An exact, word-for-word copy of the entries is required, beginning at the line that contains "[ ] one point per instance of the fabric" and ending at the last line, both included.

%%

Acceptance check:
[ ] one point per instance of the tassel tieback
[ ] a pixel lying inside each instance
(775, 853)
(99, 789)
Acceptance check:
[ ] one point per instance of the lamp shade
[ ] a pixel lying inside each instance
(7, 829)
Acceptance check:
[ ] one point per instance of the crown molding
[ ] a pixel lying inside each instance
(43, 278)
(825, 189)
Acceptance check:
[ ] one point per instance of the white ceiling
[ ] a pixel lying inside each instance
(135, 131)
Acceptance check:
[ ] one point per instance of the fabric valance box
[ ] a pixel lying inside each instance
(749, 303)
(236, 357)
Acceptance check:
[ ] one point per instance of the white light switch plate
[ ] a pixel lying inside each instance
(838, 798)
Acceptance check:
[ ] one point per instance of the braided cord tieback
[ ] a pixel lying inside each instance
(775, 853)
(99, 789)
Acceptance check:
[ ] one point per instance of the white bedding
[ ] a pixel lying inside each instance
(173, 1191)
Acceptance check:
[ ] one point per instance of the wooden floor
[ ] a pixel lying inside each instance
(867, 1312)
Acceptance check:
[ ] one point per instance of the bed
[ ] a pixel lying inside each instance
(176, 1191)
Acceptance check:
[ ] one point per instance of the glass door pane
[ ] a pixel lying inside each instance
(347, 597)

%%

[Output of the exercise]:
[ ] one point per instance of the fabric valance box
[ ] a pixel lying inside each instance
(749, 303)
(236, 357)
Acceptance check:
[ ] one point per instance of the white light switch plate
[ ] a pixel lying inside each instance
(838, 798)
Acceptance check:
[ ] one point per instance of the braided cord tieback
[ ] a pixel lying inside each instance
(775, 853)
(99, 789)
Acceptance check:
[ ] one point per instance of the white bedding
[ ] a pixel lying inside each instance
(173, 1191)
Acceptance check:
[ ] one point per instance of the wooden floor
[ ] a pixel lying inside each instance
(867, 1312)
Acceptance check:
[ ] one point per instance of the bed
[ ] a pixel lying inside each instance
(176, 1191)
Acceptance check:
[ ] one point per instance of the glass door pane
[ ] a pixel lying inside each instance
(347, 597)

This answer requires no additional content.